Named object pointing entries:
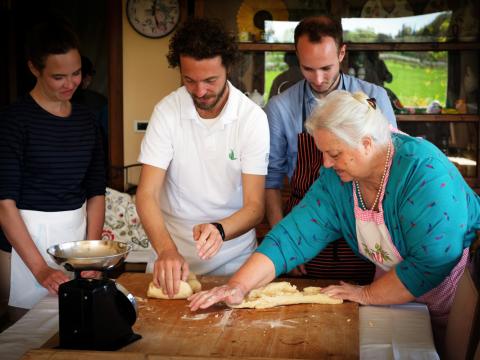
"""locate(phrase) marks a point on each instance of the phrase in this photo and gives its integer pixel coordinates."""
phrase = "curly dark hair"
(317, 27)
(202, 38)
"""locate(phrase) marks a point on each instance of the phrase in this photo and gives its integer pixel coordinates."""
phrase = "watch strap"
(220, 230)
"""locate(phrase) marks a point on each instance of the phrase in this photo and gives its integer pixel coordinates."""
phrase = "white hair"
(351, 117)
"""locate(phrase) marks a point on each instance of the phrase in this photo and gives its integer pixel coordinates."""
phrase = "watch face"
(153, 18)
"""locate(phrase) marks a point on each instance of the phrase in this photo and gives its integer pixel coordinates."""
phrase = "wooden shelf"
(439, 117)
(447, 46)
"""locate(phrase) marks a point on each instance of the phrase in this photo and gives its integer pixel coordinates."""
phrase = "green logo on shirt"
(231, 155)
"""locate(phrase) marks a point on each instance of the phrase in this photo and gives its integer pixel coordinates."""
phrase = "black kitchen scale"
(94, 314)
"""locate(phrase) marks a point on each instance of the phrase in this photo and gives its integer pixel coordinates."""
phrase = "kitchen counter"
(306, 331)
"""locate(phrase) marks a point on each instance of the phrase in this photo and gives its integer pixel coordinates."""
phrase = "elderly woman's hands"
(230, 293)
(346, 291)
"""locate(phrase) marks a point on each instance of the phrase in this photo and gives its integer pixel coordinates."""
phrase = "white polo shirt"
(204, 170)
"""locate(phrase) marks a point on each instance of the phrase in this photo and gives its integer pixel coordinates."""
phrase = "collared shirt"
(204, 167)
(285, 119)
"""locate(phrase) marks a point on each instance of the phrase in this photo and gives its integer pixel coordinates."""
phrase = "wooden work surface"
(170, 330)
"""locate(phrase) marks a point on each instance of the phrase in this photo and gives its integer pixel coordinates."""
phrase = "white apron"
(375, 243)
(46, 229)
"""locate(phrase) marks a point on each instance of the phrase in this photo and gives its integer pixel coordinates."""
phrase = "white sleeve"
(256, 144)
(157, 144)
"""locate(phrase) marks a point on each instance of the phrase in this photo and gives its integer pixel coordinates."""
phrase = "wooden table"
(171, 331)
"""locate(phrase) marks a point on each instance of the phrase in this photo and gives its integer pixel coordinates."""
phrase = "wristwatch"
(220, 230)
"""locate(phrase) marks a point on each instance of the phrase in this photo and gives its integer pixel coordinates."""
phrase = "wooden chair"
(463, 327)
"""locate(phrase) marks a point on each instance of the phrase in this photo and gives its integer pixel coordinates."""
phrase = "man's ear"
(33, 69)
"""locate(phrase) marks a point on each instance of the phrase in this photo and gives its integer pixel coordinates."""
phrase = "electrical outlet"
(140, 125)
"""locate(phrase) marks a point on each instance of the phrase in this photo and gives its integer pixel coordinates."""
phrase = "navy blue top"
(49, 163)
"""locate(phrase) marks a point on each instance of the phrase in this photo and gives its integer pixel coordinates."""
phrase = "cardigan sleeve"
(435, 221)
(309, 227)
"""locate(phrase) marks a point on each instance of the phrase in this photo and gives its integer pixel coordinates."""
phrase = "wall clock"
(153, 18)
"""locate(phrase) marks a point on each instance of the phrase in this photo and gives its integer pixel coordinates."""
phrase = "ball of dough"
(184, 292)
(187, 288)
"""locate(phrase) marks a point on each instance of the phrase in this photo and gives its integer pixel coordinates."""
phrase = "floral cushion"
(122, 222)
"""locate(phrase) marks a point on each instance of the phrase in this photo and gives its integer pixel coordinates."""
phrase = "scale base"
(94, 315)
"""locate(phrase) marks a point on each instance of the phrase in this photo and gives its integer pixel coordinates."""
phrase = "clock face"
(153, 18)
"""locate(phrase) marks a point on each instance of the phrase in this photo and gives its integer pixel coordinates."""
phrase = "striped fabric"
(49, 163)
(337, 261)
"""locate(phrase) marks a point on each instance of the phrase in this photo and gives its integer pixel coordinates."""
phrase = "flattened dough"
(187, 288)
(284, 293)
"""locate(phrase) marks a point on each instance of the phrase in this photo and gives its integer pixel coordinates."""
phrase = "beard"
(212, 105)
(329, 89)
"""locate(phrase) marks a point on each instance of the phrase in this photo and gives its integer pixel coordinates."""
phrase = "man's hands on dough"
(231, 294)
(169, 268)
(208, 240)
(346, 291)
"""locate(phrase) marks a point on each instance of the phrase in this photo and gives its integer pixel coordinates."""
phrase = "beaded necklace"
(357, 186)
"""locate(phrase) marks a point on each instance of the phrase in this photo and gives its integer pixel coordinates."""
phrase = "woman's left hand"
(231, 294)
(346, 291)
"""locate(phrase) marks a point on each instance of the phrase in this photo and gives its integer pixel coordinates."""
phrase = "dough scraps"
(187, 288)
(284, 293)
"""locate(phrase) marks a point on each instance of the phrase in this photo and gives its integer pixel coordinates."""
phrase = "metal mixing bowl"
(89, 254)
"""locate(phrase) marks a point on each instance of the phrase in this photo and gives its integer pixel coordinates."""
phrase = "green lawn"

# [EXERCISE INSTRUCTIONS]
Give the entries again word for word, but skip the pictures.

# [TASK RESPONSE]
"""locate(phrase) marks a point on each instance of the phrase in this photo and gives its integer pixel coordinates."""
phrase = "curly dark hair"
(317, 27)
(202, 38)
"""locate(phrase) marks a point on each instance of the phrase in this photo and gives its integer pixel coordinates."""
phrase = "watch strap"
(220, 230)
"""locate(phrase) marks a point on each instance of the phrase in this photo and gives its integer pixel coordinates."""
phrase = "white hair"
(351, 117)
"""locate(phrase) marks a point on each instance of the phrase in this photo and gives its integer pixel coordinates."""
phrase = "watch face"
(153, 18)
"""locate(phrase) marks a point on each instance of the phrase in this photo and gives its integer pixel coordinates."""
phrase = "wooden shelf"
(439, 117)
(447, 46)
"""locate(phrase) marks a point on each instance of the phrase in this photo and gives its integer pixel coordinates."""
phrase = "green logo on shirt"
(231, 155)
"""locate(phrase) marks a point on each instance of the phrase in this photo and gives its integer pixel coordinates."""
phrase = "black kitchen scale"
(94, 314)
"""locate(phrase) marks a point on each instance of the phrase in this photo and gives its integer pixel coordinates."""
phrase = "kitchen counter"
(306, 331)
"""locate(phrase) marks a point on each instance of the phrase in this photo and gives its integer pixel coordinates."""
phrase = "elderly woman's hands"
(230, 293)
(346, 291)
"""locate(phrase) marks a point on each instance of the phrase in this photo and gives its integer pixel coordinates."""
phrase = "white polo shirt"
(204, 170)
"""locate(phrase) marks a point on each instance of the phrase in this photo and gives its integer pixel coordinates."""
phrase = "collared shirt"
(204, 167)
(285, 119)
"""locate(phrase) marks a point on each instance of the phrase in this photo and gives its integer pixel coordinates."""
phrase = "wooden work surface"
(170, 330)
"""locate(phrase) marks a point on each instance of the phrase in this photo and gives its integer pixel coordinates."""
phrase = "white apron"
(375, 243)
(46, 229)
"""locate(phrase) marks a point on each instance of the phrase in this photo and gives its integer pixel coordinates."""
phrase = "white sleeve"
(256, 144)
(157, 144)
"""locate(phrase) marks a point on each instance of the phrase in this photo and gives its integer pixel coordinates."""
phrase = "wooden table"
(171, 331)
"""locate(phrase) marks a point on each instance of the phrase in this photo and gives its integer pixel coordinates."""
phrase = "wristwatch"
(220, 230)
"""locate(phrase) marks a point on each instance of the phrase in this photo and gives its integer pixel coordinates."""
phrase = "wooden chair"
(463, 327)
"""locate(phrase) marks a point on each instance of the phrase in this photo and gives its integer pixel coordinates."""
phrase = "man's ear"
(33, 69)
"""locate(phrase) marks a point on each instance of the phrase in this photo and gives its integer pixel coordinates."""
phrase = "electrical outlet"
(140, 125)
"""locate(phrase) marks a point on each instance of the phrase in this photo and gives its integer pixel coordinates."""
phrase = "navy blue top"
(49, 163)
"""locate(phrase) marks a point on each instance of the phrase in this photo and gives its integer pixel coordinates."""
phrase = "cardigan sleeve"
(435, 221)
(309, 227)
"""locate(phrase) marks a point on each instance of the phrase in this photo and gives its integer pixel coordinates."""
phrase = "wall clock"
(153, 18)
"""locate(phrase) marks a point on each instance of the phrase in this photo and gives its integer pixel coordinates."""
phrase = "ball of dough"
(184, 292)
(187, 288)
"""locate(phrase) marks a point on each instance of the phrase in this photo and gives its integer pixel coordinates."""
phrase = "floral cushion"
(122, 222)
"""locate(phrase) marks a point on each instance of the phrase in this photo and gives its integer pixel coordinates."""
phrase = "scale base"
(94, 315)
"""locate(phrase) marks a point on each instance of the phrase in this photo and gives its integer pixel coordinates."""
phrase = "clock face"
(153, 18)
"""locate(phrase) marks a point on each instance of the phrase in this photo and gives its integer pixel coordinates."""
phrase = "striped fabric"
(49, 163)
(337, 261)
"""locate(phrase) marks a point on each instance of the phrase in this photo and gives its integer pixel coordinates."""
phrase = "flattened dough"
(187, 288)
(284, 293)
"""locate(phrase) marks a point on each instance of the phrase in this photo and gives its integer pixel coordinates."""
phrase = "beard"
(212, 105)
(329, 89)
"""locate(phrase) marks a point on each instance of the phrase in this photo and gives its integer pixel coordinates."""
phrase = "man's hands on dough"
(231, 294)
(169, 268)
(208, 240)
(346, 291)
"""locate(phrase) marks a point on each instance of the phrase in this photo and gives its integer pixel coordinates."""
phrase = "beaded necklace"
(357, 186)
"""locate(phrase) marks a point on each instance of the phrase in this photo and gives its integer pixel coordinates."""
phrase = "woman's left hand"
(231, 294)
(346, 291)
"""locate(phrase) marks a point on each instance of the phrase in this photo and gives its integer pixel coordinates."""
phrase = "dough scraps"
(187, 288)
(284, 293)
"""locate(phrase) marks a point on each instance of the phrase in this photo and gives its integer pixel coordinates."""
phrase = "metal mixing bowl"
(89, 254)
"""locate(phrase) marks a point on each instance of the phrase in this photo and gives its integer pixel coordinates."""
phrase = "green lawn"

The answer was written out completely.